- _Actions requises_:
**1)** Pour chaque affirmation ci-dessous, répondez par oui ou par non selon le passage fourni, en citant textuellement les mots qui tranchent. (a) La tribu d'Agamsalik a été découverte en 1883 par Gustav Holm. (b) Les femmes de la tribu graissent encore leurs cheveux à l'huile de phoque. (c) Les Français enseignent la danse aux jeunes filles le samedi soir.
**2)** Recopiez le segment du passage fourni qui commence par « Il faut dire » et se termine par « de Joséphine Baker. ».

- _Passage fourni_:
◇ ◇ ◇ ◇ ◇
Il faut dire que dire que la vie est facilitée par l'accueil chaleureux offert par la population locale. Alain Bidard de la Noë ne manque pas – avec une certaine tendresse paternaliste –  de faire découvrir au lecteur la tribu d'Agamsalik découverte en 1883 par Gustav Holm, puis déplacée au Scoresby Sund en 1925. Une description qui semble inévitable tant les « indigènes » sont à la « mode » au tournant des années 1930. Pour preuve, l'Exposition coloniale internationale organisée en 1931 est un véritable succès tout comme le triomphe parisien de la revue nègre de Joséphine Baker.

Mais revenons aux « esquimaux ». Malgré le lien récent de la tribu avec l’Occident, les membres de la mission constatent la forte pénétration des modes occidentales. Ainsi, si les hommes portent de traditionnelles « bottes en peau de phoque » ainsi que des anoraks en «  peau de phoque pour l'hiver », les plus jeunes cèdent à une coquetterie bien plus moderne : « la casquette jockey ». Comme le remarque avec un brin d’humour l’auteur, « tout se perd ». Un constat qu’il dresse également pour les femmes qui, si elles n’ont pas encore cédées aux cheveux « coupés et ondulés », ne les graissent toutefois plus à l’huile de phoque. A contrario, « l'indigène » reste impressionné et fasciné par la technologie utilisée par les « savants », notamment les téléphones sans fils. Les relations paraissent alors excellentes entre les deux cultures et ce, malgré la barrière de la langue. Ainsi, le dimanche après-midi, les Français apprennent aux jeunes demoiselles l’art de la danse aux rythmes des musiques jouées par les phonographes de l’équipage.
◇ ◇ ◇ ◇ ◇
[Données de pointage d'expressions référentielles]
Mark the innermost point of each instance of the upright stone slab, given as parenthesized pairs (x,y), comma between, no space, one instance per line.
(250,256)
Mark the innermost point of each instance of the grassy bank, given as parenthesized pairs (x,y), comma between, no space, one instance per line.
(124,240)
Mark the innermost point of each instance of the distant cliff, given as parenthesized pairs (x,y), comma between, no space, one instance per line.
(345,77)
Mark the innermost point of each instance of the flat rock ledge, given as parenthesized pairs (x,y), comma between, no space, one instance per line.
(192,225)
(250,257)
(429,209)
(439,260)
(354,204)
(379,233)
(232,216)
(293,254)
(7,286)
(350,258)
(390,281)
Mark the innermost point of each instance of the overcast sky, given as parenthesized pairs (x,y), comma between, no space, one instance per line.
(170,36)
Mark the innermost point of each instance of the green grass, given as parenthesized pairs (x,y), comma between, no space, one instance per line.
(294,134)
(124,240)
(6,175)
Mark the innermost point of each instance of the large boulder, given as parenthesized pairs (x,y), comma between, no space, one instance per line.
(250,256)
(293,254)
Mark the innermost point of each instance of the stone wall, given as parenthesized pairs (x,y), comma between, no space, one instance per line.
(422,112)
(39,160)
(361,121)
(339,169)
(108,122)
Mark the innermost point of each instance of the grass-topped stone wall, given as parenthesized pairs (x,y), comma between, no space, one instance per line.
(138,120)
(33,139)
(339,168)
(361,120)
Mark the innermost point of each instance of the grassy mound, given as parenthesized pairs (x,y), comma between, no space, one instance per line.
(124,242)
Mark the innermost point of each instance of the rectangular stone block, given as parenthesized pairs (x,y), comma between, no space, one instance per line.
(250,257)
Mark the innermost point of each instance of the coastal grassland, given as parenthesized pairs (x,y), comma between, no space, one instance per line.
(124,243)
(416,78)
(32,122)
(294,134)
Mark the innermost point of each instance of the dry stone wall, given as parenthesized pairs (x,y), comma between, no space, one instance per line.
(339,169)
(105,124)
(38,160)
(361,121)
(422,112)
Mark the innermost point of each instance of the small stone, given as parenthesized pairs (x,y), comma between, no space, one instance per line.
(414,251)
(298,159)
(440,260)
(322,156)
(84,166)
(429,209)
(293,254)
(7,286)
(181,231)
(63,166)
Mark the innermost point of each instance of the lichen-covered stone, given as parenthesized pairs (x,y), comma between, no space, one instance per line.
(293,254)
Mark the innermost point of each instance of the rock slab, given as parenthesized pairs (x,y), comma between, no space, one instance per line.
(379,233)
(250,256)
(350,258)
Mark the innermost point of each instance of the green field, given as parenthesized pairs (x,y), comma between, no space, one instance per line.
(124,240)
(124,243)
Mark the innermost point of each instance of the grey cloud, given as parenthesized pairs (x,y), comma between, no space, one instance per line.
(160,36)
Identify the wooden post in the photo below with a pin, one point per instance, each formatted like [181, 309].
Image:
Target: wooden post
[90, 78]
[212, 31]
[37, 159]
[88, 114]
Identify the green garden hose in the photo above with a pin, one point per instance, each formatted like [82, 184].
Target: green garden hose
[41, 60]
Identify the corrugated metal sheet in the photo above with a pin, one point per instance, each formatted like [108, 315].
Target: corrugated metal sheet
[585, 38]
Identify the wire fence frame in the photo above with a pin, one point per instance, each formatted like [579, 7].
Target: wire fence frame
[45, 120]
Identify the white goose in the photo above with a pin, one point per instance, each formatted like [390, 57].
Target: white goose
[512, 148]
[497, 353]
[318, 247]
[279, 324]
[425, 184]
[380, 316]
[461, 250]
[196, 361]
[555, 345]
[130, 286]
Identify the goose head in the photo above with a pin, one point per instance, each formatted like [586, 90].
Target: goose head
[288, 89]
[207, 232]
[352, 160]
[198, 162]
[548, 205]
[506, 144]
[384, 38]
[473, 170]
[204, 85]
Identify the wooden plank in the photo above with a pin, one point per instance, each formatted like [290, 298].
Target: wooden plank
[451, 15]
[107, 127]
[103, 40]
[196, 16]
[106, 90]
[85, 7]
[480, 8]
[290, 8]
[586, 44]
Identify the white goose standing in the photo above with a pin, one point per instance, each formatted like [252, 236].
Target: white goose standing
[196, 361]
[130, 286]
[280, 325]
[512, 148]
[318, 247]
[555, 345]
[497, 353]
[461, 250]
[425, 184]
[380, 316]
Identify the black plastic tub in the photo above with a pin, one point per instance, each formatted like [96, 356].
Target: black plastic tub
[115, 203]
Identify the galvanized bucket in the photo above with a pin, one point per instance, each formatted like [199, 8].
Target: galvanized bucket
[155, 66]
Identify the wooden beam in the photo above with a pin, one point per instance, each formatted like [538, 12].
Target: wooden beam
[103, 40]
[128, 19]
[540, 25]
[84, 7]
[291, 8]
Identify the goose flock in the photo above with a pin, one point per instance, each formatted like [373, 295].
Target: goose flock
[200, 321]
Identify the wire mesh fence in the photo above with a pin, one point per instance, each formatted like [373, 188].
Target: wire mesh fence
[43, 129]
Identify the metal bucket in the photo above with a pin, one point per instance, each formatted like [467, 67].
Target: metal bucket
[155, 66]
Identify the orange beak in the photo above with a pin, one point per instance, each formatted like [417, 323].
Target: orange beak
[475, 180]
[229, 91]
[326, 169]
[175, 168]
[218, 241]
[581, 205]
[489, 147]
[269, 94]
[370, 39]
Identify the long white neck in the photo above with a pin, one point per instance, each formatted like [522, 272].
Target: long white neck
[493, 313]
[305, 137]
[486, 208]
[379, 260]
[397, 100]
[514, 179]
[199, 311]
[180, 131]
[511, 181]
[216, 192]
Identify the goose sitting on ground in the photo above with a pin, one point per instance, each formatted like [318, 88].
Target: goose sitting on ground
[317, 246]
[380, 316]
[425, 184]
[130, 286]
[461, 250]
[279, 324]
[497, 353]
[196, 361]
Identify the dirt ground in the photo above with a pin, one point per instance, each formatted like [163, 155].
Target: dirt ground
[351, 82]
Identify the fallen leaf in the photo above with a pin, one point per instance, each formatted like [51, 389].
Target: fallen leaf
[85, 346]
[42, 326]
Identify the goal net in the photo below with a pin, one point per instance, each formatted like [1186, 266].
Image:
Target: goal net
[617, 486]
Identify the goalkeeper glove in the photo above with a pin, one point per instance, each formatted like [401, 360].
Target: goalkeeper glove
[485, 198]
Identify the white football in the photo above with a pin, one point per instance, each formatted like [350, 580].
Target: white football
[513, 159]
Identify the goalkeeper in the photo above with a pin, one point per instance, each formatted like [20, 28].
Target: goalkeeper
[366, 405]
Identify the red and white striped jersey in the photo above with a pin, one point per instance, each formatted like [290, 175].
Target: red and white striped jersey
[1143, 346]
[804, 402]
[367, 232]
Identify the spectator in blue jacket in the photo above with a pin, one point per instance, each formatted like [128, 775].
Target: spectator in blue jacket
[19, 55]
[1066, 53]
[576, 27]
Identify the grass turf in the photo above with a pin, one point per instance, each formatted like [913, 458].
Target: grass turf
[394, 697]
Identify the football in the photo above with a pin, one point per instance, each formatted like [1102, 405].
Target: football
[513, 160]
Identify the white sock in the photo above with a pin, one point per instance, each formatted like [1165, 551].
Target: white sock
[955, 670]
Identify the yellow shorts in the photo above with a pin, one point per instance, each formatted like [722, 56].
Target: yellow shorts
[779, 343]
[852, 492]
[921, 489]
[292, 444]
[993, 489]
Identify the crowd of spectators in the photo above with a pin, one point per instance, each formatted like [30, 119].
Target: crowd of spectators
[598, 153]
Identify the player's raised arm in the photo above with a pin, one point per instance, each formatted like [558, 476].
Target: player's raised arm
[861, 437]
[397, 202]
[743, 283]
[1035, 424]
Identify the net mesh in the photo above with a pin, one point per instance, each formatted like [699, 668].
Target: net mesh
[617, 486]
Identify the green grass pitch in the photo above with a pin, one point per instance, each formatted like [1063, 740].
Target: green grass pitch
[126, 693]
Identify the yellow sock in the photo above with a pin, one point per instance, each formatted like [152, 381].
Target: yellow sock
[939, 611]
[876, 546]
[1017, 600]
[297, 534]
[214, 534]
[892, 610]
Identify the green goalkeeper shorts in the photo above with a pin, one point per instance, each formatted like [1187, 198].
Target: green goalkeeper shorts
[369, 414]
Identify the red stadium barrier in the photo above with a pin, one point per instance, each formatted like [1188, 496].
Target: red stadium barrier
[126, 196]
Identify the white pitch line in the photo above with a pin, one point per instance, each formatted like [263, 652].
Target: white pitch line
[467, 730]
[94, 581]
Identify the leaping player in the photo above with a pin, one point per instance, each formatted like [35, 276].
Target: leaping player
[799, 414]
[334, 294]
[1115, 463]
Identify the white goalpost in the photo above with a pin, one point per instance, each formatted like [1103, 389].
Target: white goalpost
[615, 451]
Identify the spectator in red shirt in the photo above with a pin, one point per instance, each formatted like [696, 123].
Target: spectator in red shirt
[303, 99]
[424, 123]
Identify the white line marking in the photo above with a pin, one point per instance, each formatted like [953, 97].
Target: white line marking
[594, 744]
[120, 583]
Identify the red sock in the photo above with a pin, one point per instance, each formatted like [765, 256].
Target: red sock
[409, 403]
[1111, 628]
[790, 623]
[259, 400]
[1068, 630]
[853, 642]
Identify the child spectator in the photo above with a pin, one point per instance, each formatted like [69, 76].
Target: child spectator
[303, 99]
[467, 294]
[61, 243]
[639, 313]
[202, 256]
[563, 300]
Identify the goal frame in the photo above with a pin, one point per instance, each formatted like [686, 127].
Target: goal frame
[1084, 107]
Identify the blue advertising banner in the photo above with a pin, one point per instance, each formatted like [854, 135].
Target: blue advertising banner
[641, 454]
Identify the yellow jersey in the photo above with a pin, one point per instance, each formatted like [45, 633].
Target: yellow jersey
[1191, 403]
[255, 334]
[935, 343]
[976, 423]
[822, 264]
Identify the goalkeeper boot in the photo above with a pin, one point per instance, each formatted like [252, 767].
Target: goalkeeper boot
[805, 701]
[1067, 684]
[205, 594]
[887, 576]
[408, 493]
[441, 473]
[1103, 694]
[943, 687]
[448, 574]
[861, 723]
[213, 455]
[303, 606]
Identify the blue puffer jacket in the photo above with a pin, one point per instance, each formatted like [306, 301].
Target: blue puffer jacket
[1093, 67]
◇ ◇ ◇ ◇ ◇
- _Exercice corrigé_:
**1)**
(a) Oui : « découverte en 1883 par Gustav Holm ».
(b) Non : « ne les graissent toutefois plus à l’huile de phoque ».
(c) Non : « le dimanche après-midi, les Français apprennent aux jeunes demoiselles l’art de la danse ».

**2)**
Il faut dire que dire que la vie est facilitée par l'accueil chaleureux offert par la population locale. Alain Bidard de la Noë ne manque pas – avec une certaine tendresse paternaliste –  de faire découvrir au lecteur la tribu d'Agamsalik découverte en 1883 par Gustav Holm, puis déplacée au Scoresby Sund en 1925. Une description qui semble inévitable tant les « indigènes » sont à la « mode » au tournant des années 1930. Pour preuve, l'Exposition coloniale internationale organisée en 1931 est un véritable succès tout comme le triomphe parisien de la revue nègre de Joséphine Baker.